_Task requirements_.
**a)** Please reproduce the post about Christian foundations from "# A Positive" up to and including "Introduction, pg x.)".
**b)** Render this sentence from the post about Christian foundations in Spanish: "Someone recently accused me of being too negative about the papacy, without being sufficiently forthcoming about presenting a positive view of what I believe."
**c)** Carry the post about Christian foundations forward, picking up after its final sentence.

_Reading passage_.
# A Positive View of Christian Foundations



## johnbugay (Feb 19, 2010)

Someone recently accused me of being too negative about the papacy, without being sufficiently forthcoming about presenting a positive view of what I believe.

In this posting, I’d like to compare two different trends in scholarship, especially historical scholarship with regard to the early church. As historian Geoffrey R. Elton said: “The historian’s task is to understand before he approves or condemns, and understanding requires a grasp of how things looked to those we study.” — (Cited in Scott Hendrix, “Luther and the Papacy,” Introduction, pg x.) 

First, as I’ve outlined in my posting on Literature on the Early Papacy, there is a tremendous confluence of scholarship around “what was it like in the early Roman church?” Virtually every historian I’ve cited, every one I’ve been able to find who’s written on the topic in the last 50 years, agrees, there was nothing resembling a monarchical bishop in the city of Rome during the first 120 years of the Christian church there, much less a “pope.” Rather, the best historical evidence suggests there was “a presbyterial system of governance [that] prevented for a long time, until the second half of the second century, the development of a monarchical episcopacy in the city.” (Lampe, pg 397)

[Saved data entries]
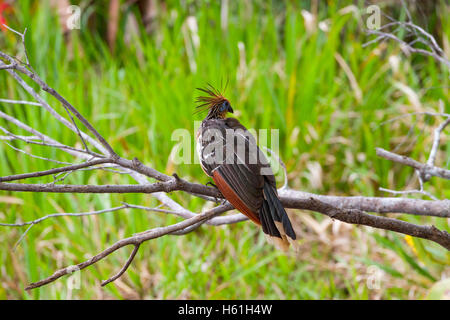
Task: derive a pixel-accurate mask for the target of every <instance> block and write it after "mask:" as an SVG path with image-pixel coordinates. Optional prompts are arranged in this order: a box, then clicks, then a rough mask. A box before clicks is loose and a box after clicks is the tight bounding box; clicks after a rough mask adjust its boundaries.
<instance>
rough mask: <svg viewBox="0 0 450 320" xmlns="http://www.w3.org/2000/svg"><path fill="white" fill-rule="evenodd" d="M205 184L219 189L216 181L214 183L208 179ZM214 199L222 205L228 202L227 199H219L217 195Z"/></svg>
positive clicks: (217, 188) (219, 190) (207, 185)
mask: <svg viewBox="0 0 450 320" xmlns="http://www.w3.org/2000/svg"><path fill="white" fill-rule="evenodd" d="M205 185H206V186H208V185H210V186H211V187H213V188H215V189H217V190H219V188H218V187H217V186H216V185H215V184H214V183H212V182H211V181H208V182H207V183H206V184H205ZM219 191H220V190H219ZM214 201H215V202H216V203H220V204H221V205H223V204H225V202H227V199H222V201H219V199H218V198H217V197H214Z"/></svg>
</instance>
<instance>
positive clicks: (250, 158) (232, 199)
mask: <svg viewBox="0 0 450 320" xmlns="http://www.w3.org/2000/svg"><path fill="white" fill-rule="evenodd" d="M198 90H201V91H202V92H203V93H206V96H200V97H197V100H196V102H197V103H198V104H199V105H198V106H197V109H198V112H202V111H206V110H208V114H207V116H206V117H205V119H204V120H203V121H202V123H201V125H200V127H199V129H198V132H197V152H198V155H199V160H200V164H201V167H202V169H203V171H204V172H205V173H206V174H207V175H208V176H209V177H211V178H212V179H213V181H214V184H215V186H216V187H217V188H218V189H219V190H220V192H221V193H222V195H223V196H224V197H225V199H226V200H228V201H229V202H230V203H231V204H232V205H233V206H234V207H235V208H236V209H237V210H239V211H240V212H242V213H243V214H245V215H246V216H247V217H248V218H249V219H250V220H252V221H253V222H254V223H256V224H257V225H260V226H261V227H262V230H263V232H264V233H265V235H266V237H267V238H268V240H269V242H272V243H274V244H275V245H276V246H277V247H278V248H280V249H282V250H286V249H287V248H288V247H289V243H292V244H295V242H294V241H293V240H295V239H296V235H295V232H294V229H293V228H292V224H291V221H290V220H289V217H288V215H287V213H286V211H285V209H284V208H283V205H282V204H281V202H280V200H279V198H278V194H277V187H276V182H275V177H274V175H273V172H272V169H271V168H270V164H269V162H268V161H267V159H266V157H265V156H264V154H263V153H262V152H261V150H260V149H259V148H258V146H257V144H256V141H255V138H254V137H253V136H252V134H251V133H250V132H249V131H248V130H247V129H246V128H245V127H244V126H243V125H242V124H241V123H240V122H239V121H238V120H237V119H235V118H227V117H226V115H227V113H228V112H230V113H233V108H232V107H231V104H230V102H229V101H228V99H226V98H225V97H224V96H223V95H222V94H221V93H220V92H219V91H218V90H216V89H214V88H213V87H212V86H209V87H207V88H198Z"/></svg>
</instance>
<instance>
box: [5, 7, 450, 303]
mask: <svg viewBox="0 0 450 320" xmlns="http://www.w3.org/2000/svg"><path fill="white" fill-rule="evenodd" d="M62 2H65V1H62ZM112 2H116V1H111V2H109V1H81V2H77V4H78V5H79V6H80V8H81V21H80V22H81V23H80V29H79V30H78V29H74V30H70V29H67V25H66V23H65V22H66V21H65V19H62V18H61V17H62V15H63V13H62V12H61V11H60V14H59V15H58V13H57V8H55V6H54V5H52V2H47V1H16V2H13V3H12V10H10V11H9V12H4V14H3V15H2V17H4V18H5V19H6V21H7V23H8V25H10V26H11V27H13V28H15V29H17V30H23V29H24V28H25V27H27V28H28V31H27V38H26V46H27V50H28V55H29V57H30V60H31V63H32V65H33V67H34V69H35V70H36V72H37V73H38V74H39V75H40V76H41V77H42V78H43V79H45V81H46V82H47V83H48V84H49V85H50V86H52V87H53V88H55V89H56V90H57V91H58V92H59V93H61V94H62V95H63V96H64V97H65V98H66V99H67V100H68V101H70V102H71V103H72V104H73V105H74V106H75V107H77V108H78V110H80V111H81V112H82V114H83V115H84V116H85V117H86V118H87V119H89V120H90V121H91V122H92V123H93V124H94V125H95V127H96V128H97V129H98V130H99V131H100V132H101V134H102V135H104V136H105V137H107V139H108V141H109V142H110V143H111V144H112V145H113V147H114V148H115V149H116V150H119V152H120V154H121V155H123V156H124V157H128V158H133V157H135V156H136V157H138V158H139V159H140V160H141V161H143V162H144V163H146V164H147V165H150V166H153V167H154V168H156V169H157V170H160V171H162V172H165V173H167V174H171V173H173V172H177V173H178V174H179V175H180V176H183V177H185V178H186V179H188V180H191V181H195V182H199V183H206V182H207V181H208V179H207V177H206V176H205V175H204V174H203V172H202V171H201V169H200V166H198V165H196V164H194V165H189V164H177V163H175V162H174V161H173V155H174V153H175V152H177V149H176V144H177V143H176V141H174V140H173V139H171V137H172V133H173V131H174V130H176V129H179V128H185V129H188V130H189V131H190V132H192V137H193V136H194V132H193V130H194V121H199V120H201V115H193V112H194V108H195V105H194V98H195V96H196V95H197V94H198V92H196V90H195V88H196V87H199V86H204V85H205V84H206V83H208V82H210V83H212V84H213V85H215V86H218V87H220V86H221V84H223V83H225V82H227V81H228V82H229V83H228V87H227V90H226V96H227V97H228V98H229V99H230V101H231V103H232V106H233V109H234V110H235V114H234V115H235V116H236V117H239V119H240V120H241V122H242V123H243V124H244V125H246V126H247V127H248V128H256V129H259V128H274V129H278V130H279V134H280V156H281V157H282V159H283V160H284V162H285V163H286V165H287V169H288V173H289V184H290V187H292V188H296V189H299V190H305V191H310V192H317V193H321V194H335V195H367V196H388V194H385V193H382V192H380V191H378V188H379V187H380V186H382V187H385V188H392V189H399V190H403V189H411V188H415V187H417V181H416V180H415V177H414V175H413V171H412V170H411V169H410V168H407V167H402V166H399V165H396V164H393V163H391V162H389V161H386V160H383V159H380V158H377V157H376V155H375V147H382V148H385V149H389V150H394V149H395V150H396V151H397V152H399V153H402V154H406V155H409V156H411V157H413V158H414V159H417V160H419V161H426V159H427V155H428V152H429V149H430V148H431V141H432V130H433V128H434V127H435V126H436V125H437V124H438V120H439V119H437V118H432V117H424V116H411V117H405V118H402V119H399V120H397V121H395V122H389V123H385V121H386V120H388V119H392V118H394V117H396V116H399V115H403V114H406V113H411V112H417V111H432V112H436V111H441V112H447V113H449V112H450V106H449V90H448V88H449V71H448V70H445V68H444V67H443V66H440V65H438V64H436V63H435V61H433V60H432V59H431V58H428V57H422V56H418V55H411V56H405V55H404V54H403V52H402V51H401V49H400V48H399V47H398V45H397V44H396V43H390V42H385V43H379V44H373V45H370V46H367V47H363V46H362V44H363V43H365V42H367V41H368V40H370V39H369V38H368V37H367V36H366V35H365V33H364V27H365V19H366V14H365V13H366V11H365V10H366V8H367V6H368V5H369V4H370V3H365V2H363V1H327V2H322V1H320V2H319V1H299V2H297V1H285V2H283V1H267V2H262V1H261V2H260V1H251V0H244V1H228V2H225V1H222V2H220V1H207V0H205V1H188V0H185V1H150V2H151V6H150V5H149V4H148V3H147V5H148V6H147V7H146V9H145V10H144V9H143V4H142V3H143V1H136V2H134V1H126V2H125V1H120V2H117V3H119V4H120V6H119V7H118V8H119V9H118V11H114V8H111V3H112ZM144 2H145V1H144ZM147 2H148V1H147ZM67 3H68V2H67ZM73 3H75V2H73ZM224 3H228V9H227V10H225V9H224ZM417 3H420V2H417ZM417 3H416V4H417ZM427 3H428V2H427ZM376 4H377V5H379V6H380V8H381V9H382V11H383V12H386V13H388V14H389V15H390V16H393V17H395V18H397V19H400V20H405V19H406V13H405V10H403V9H402V8H401V7H399V6H398V3H397V2H394V1H387V2H383V1H377V2H376ZM419 5H420V4H418V6H419ZM144 7H145V6H144ZM149 8H150V9H149ZM449 8H450V7H449V5H448V4H447V3H446V2H444V1H436V2H434V6H431V5H430V6H427V5H425V6H424V7H423V8H421V7H415V6H410V10H411V13H412V14H413V17H414V19H417V21H420V23H421V26H423V27H424V28H426V29H427V30H428V31H430V32H433V34H434V35H435V36H436V38H437V39H438V41H439V43H440V44H441V46H442V47H443V48H444V49H445V51H446V53H447V56H450V54H449V50H450V46H449V43H450V41H449V39H450V22H449V19H448V18H447V17H448V16H449V13H450V12H449V10H450V9H449ZM116 10H117V9H116ZM114 12H116V15H114V14H113V13H114ZM66 13H67V12H66ZM0 14H2V13H1V12H0ZM112 16H117V18H114V19H113V18H112ZM64 17H66V16H64ZM225 17H226V19H225ZM383 19H385V18H383ZM114 30H116V31H114ZM0 48H1V50H2V51H5V52H8V53H10V54H15V53H17V55H18V56H19V57H20V56H23V52H22V51H21V44H20V41H19V39H18V38H17V36H16V35H14V34H13V33H11V32H6V31H0ZM346 68H348V69H349V70H350V71H351V75H352V76H350V75H349V74H348V73H346V72H345V71H344V69H346ZM352 77H353V78H354V79H355V80H354V81H355V82H354V83H352V81H353V80H352ZM405 88H406V89H405ZM42 95H43V96H44V97H45V98H47V99H49V101H50V102H51V103H52V105H53V106H55V107H56V108H59V109H58V111H60V112H61V113H62V112H64V110H61V109H62V107H61V106H59V105H58V104H57V103H56V101H55V100H54V99H51V97H49V96H48V95H46V94H45V93H42ZM0 97H1V98H9V99H25V100H26V99H30V97H27V95H26V94H25V93H24V92H23V91H22V90H20V89H19V88H18V85H17V84H16V83H15V81H13V79H12V78H11V77H9V76H7V74H6V72H1V73H0ZM0 110H2V111H4V112H7V113H8V114H11V115H13V116H15V117H17V118H19V119H21V120H23V121H25V122H26V123H28V124H29V125H31V126H33V127H34V128H36V129H38V130H41V131H43V132H45V133H46V134H47V135H49V136H52V137H55V138H57V139H58V140H59V141H61V142H64V143H66V144H75V143H77V144H79V145H80V141H78V140H77V136H76V135H74V134H73V133H72V132H70V131H69V130H67V129H65V128H64V127H63V126H62V125H61V124H59V123H56V122H55V121H53V120H52V118H51V116H50V115H48V114H47V113H45V112H44V111H43V110H42V109H39V108H37V107H32V106H23V105H11V104H4V103H1V104H0ZM0 125H1V126H5V127H6V128H8V129H10V130H14V131H15V132H19V133H20V134H24V132H21V131H20V130H17V128H14V127H13V126H12V125H11V124H8V123H6V122H5V121H3V120H0ZM447 132H448V131H447ZM447 140H448V139H447ZM447 140H446V141H443V143H442V148H441V150H440V152H439V154H438V159H437V165H440V166H442V167H447V168H448V167H449V159H450V147H449V146H450V141H447ZM14 145H15V146H16V147H25V146H24V145H23V144H22V143H20V142H14ZM26 148H27V150H28V151H30V152H32V153H34V154H38V155H44V156H46V157H53V158H55V157H57V158H58V159H61V160H64V161H70V160H71V158H70V157H69V156H67V155H65V154H64V153H61V152H60V151H55V150H51V149H42V148H38V147H36V146H26ZM194 150H195V149H194V139H192V144H191V155H192V157H194ZM49 166H50V164H49V163H47V162H44V161H40V160H38V159H34V158H30V157H27V156H26V155H23V154H18V153H17V152H16V151H14V150H13V149H11V148H9V147H8V146H7V145H6V144H3V143H2V144H0V175H7V174H12V173H19V172H28V171H31V170H43V169H47V168H49ZM277 178H278V179H279V181H282V179H283V176H282V173H280V175H279V177H277ZM32 181H33V182H37V180H32ZM39 181H43V182H51V181H52V179H51V177H50V178H49V179H47V180H45V179H41V180H39ZM65 183H74V184H81V183H90V184H107V183H135V182H134V181H132V180H131V179H129V178H128V177H126V176H121V175H114V174H112V173H109V172H102V171H98V172H94V173H93V172H89V171H83V172H77V173H75V174H72V175H69V176H68V177H67V178H66V179H65ZM426 188H427V190H428V191H429V192H431V193H432V194H434V195H435V196H436V197H438V198H441V199H445V198H449V196H450V184H449V182H448V181H445V180H443V179H436V178H433V179H431V180H430V181H429V182H428V183H427V184H426ZM171 196H172V197H173V198H174V199H175V200H177V201H179V202H180V203H182V204H183V205H185V206H186V207H188V208H189V209H191V210H193V211H197V212H198V211H201V210H202V209H205V208H207V207H209V206H210V205H211V204H205V202H204V201H203V200H200V199H196V198H192V197H189V196H187V195H185V194H183V193H175V194H173V195H171ZM417 197H419V196H417ZM121 201H127V202H129V203H136V204H140V205H147V206H156V205H157V201H155V200H154V199H153V198H152V197H150V196H147V195H135V194H130V195H112V196H111V195H70V194H61V195H57V194H55V195H44V194H28V193H6V192H2V194H1V196H0V221H2V222H7V223H13V222H15V221H28V220H32V219H36V218H38V217H41V216H44V215H46V214H49V213H53V212H85V211H90V210H99V209H104V208H108V207H111V206H115V205H118V204H119V203H120V202H121ZM293 216H294V218H295V221H296V222H297V224H298V229H297V232H298V233H299V235H300V237H299V238H300V239H301V240H300V244H301V253H300V255H299V256H298V257H295V256H292V255H287V256H286V255H283V254H282V253H280V252H277V251H276V250H275V249H274V248H273V247H272V246H270V245H269V244H267V243H266V241H265V239H264V236H263V234H262V233H261V232H260V231H259V230H258V229H257V228H255V226H254V225H252V224H250V223H240V224H237V225H230V226H222V227H208V226H204V227H202V228H201V229H200V230H198V231H196V232H194V233H191V234H189V235H187V236H184V237H164V238H160V239H156V240H152V241H150V242H148V243H146V244H144V245H143V246H141V249H140V251H139V253H138V255H137V257H136V259H135V260H134V261H133V264H132V265H131V267H130V269H129V270H128V271H127V273H126V275H124V276H123V277H122V278H121V279H119V280H117V281H116V282H114V283H113V284H110V285H108V286H106V287H105V288H100V281H101V280H102V279H106V278H108V277H109V276H111V275H112V274H114V273H115V272H117V271H118V270H119V269H120V268H121V266H122V264H123V262H124V261H125V260H126V258H127V256H128V254H129V252H128V250H129V249H130V248H128V249H122V250H120V251H118V252H116V253H114V254H113V255H112V256H110V257H108V258H107V259H106V260H103V261H101V262H99V263H97V264H96V265H94V266H92V267H90V268H88V269H85V270H83V271H82V272H81V274H80V277H81V287H80V289H74V290H69V289H68V287H67V285H66V284H67V278H63V279H60V280H59V281H57V282H55V283H53V284H50V285H48V286H46V287H44V288H41V289H37V290H34V291H32V292H24V290H23V288H24V287H25V285H26V284H27V283H29V282H30V281H36V280H38V279H40V278H43V277H46V276H48V275H50V274H51V273H53V271H54V270H55V269H56V268H60V267H63V266H65V265H70V264H75V263H78V262H80V261H82V260H85V259H87V258H89V257H90V256H92V255H94V254H96V253H97V252H99V251H100V250H101V249H103V248H105V247H107V246H108V245H110V244H112V243H113V242H114V241H116V240H118V239H120V238H122V237H125V236H129V235H131V234H133V233H136V232H139V231H143V230H146V229H149V228H153V227H156V226H160V225H167V224H171V223H175V222H176V221H178V218H176V217H172V216H163V215H159V214H156V213H145V212H140V211H137V210H125V211H122V212H116V213H106V214H104V215H101V216H95V217H83V218H58V219H53V220H47V221H46V222H44V223H42V224H39V225H37V226H35V227H33V228H32V229H31V230H30V232H29V233H28V234H27V236H26V238H25V239H24V240H23V241H22V242H21V244H20V245H19V247H18V248H17V250H16V251H12V247H13V246H14V244H15V242H16V241H17V240H18V239H19V237H20V235H21V233H22V232H23V231H24V230H23V229H19V228H2V229H1V231H0V242H1V243H2V245H1V246H0V257H1V259H2V261H4V263H3V264H2V266H1V267H0V282H1V283H2V285H1V286H0V297H1V298H9V299H11V298H16V299H17V298H18V299H37V298H44V299H65V298H76V299H92V298H98V299H101V298H206V299H251V298H261V299H319V298H326V299H333V298H338V299H347V298H350V299H368V298H383V299H391V298H400V299H410V298H423V297H425V295H426V293H427V290H428V289H429V288H430V287H431V286H432V285H433V284H434V283H435V282H436V281H438V280H439V279H441V278H446V277H448V273H449V268H448V265H449V261H450V256H449V254H448V252H447V251H446V250H445V249H443V248H441V247H439V246H438V245H435V244H433V243H430V242H428V241H423V240H419V239H415V238H410V237H403V236H402V235H398V234H395V233H393V232H385V231H380V230H373V229H370V228H365V227H356V226H350V225H345V224H342V223H340V222H339V221H334V222H332V221H331V220H329V219H328V218H324V217H323V216H321V215H319V214H316V213H308V212H299V213H298V214H295V213H294V214H293ZM395 217H398V218H399V219H403V220H406V221H410V222H414V223H418V224H434V225H436V226H437V227H438V228H440V229H444V230H447V231H449V226H448V220H445V219H438V218H430V217H416V216H413V217H411V216H407V215H395ZM372 266H376V267H377V268H378V269H377V270H379V271H380V273H379V274H380V275H381V276H380V277H381V278H380V279H379V280H380V287H379V288H377V289H369V287H368V286H367V281H368V280H369V279H370V276H371V274H370V273H368V270H369V269H368V268H369V267H372Z"/></svg>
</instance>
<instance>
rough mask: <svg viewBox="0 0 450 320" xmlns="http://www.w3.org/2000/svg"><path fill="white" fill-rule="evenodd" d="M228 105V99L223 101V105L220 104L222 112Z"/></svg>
mask: <svg viewBox="0 0 450 320" xmlns="http://www.w3.org/2000/svg"><path fill="white" fill-rule="evenodd" d="M228 106H229V103H228V101H224V102H223V103H222V105H221V106H220V112H223V111H225V110H227V108H228Z"/></svg>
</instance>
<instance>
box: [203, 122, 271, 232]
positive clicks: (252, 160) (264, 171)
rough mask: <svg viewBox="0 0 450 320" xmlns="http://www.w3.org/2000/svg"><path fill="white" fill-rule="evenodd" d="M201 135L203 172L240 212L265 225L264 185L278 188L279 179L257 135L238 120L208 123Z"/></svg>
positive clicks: (204, 125) (226, 197)
mask: <svg viewBox="0 0 450 320" xmlns="http://www.w3.org/2000/svg"><path fill="white" fill-rule="evenodd" d="M200 135H201V138H200V141H199V142H200V144H201V150H200V152H199V153H200V161H201V165H202V167H203V170H204V171H205V172H206V173H207V174H208V175H209V176H211V177H213V180H214V182H215V183H216V185H217V187H218V188H219V189H220V191H221V192H222V193H223V194H224V196H225V197H226V198H227V200H228V201H230V203H231V204H233V205H234V206H235V207H236V209H238V210H239V211H241V212H242V213H244V214H246V215H247V216H248V217H249V218H250V219H251V220H253V221H254V222H256V223H258V224H261V219H260V217H259V212H260V209H261V207H262V205H263V200H264V194H263V188H264V184H265V183H267V181H269V183H270V184H273V185H275V177H274V176H273V173H272V170H271V168H270V165H269V162H268V161H267V159H266V157H265V156H264V154H263V153H262V152H261V150H260V149H259V148H258V146H257V144H256V140H255V138H254V137H253V135H252V134H251V133H250V132H249V131H248V130H247V129H246V128H245V127H244V126H242V125H241V124H240V123H239V121H238V120H236V119H234V118H227V119H211V120H205V121H204V122H203V123H202V126H201V128H200ZM275 190H276V189H275Z"/></svg>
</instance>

_Responses per task_.
**a)**
# A Positive View of Christian Foundations



## johnbugay (Feb 19, 2010)

Someone recently accused me of being too negative about the papacy, without being sufficiently forthcoming about presenting a positive view of what I believe.

In this posting, I’d like to compare two different trends in scholarship, especially historical scholarship with regard to the early church. As historian Geoffrey R. Elton said: “The historian’s task is to understand before he approves or condemns, and understanding requires a grasp of how things looked to those we study.” — (Cited in Scott Hendrix, “Luther and the Papacy,” Introduction, pg x.)

**b)** Alguien me acusó recientemente de ser demasiado negativo con respecto al papado, sin ser lo bastante comunicativo a la hora de presentar una visión positiva de lo que creo.

**c)**
This flies in the face of the concept of “tradition,” which Yves Congar describes in “The Meaning of Tradition”:



> “Tradition included the imitation of the master’s life and habits. The disciple not only received oral lessons from his master, to be memorized – a most effective practice for inculcating ‘tradition’… So it was with the apostles; they had not only heard Jesus teach, they had ‘followed’ him everywhere; they laid down rules in (their) churches … to believe exactly what they believed … Catholics believe that this method of communication is the one most essential to the Church, and that it would suffice if it alone existed.” (pg 18).



If Lampe’s thesis is correct, there was no “master” (pope) to imitate, there was no papacy to “pass on” for multiple generations in the early church. Those who cite “development of doctrine” with regard to the papacy want to make something appear out of nothing.

But on the positive side, there is an amazing confluence of opinion regarding the life of Christ. 

Consider the work of Gary Habermas who is said to have “compiled a list of more than 2,200 sources in French, German, and English in which experts have written on the resurrection from 1975 to the present. He has identified minimal facts that are strongly evidenced and which are regarded as historical by a large majority of scholars, including skeptics.”

12 Historical Facts - Gary Habermas



> 1. Jesus died by crucifixion
> 2. Jesus’s disciples believed he rose and appeared to them
> 3. The conversion of Paul (from persecutor of the church to leading Apostle).
> 4. The conversion of James, the brother of the Lord (originally a severe skeptic)
> 5. The empty tomb.



In his work “The Case for the Resurrection of Jesus,” Habermas says that virtually 100% of scholars believe the first four are “so strongly evidenced historically that nearly every scholar regards them as reliable facts,” and the fifth is believed by more than 75% (pg 48).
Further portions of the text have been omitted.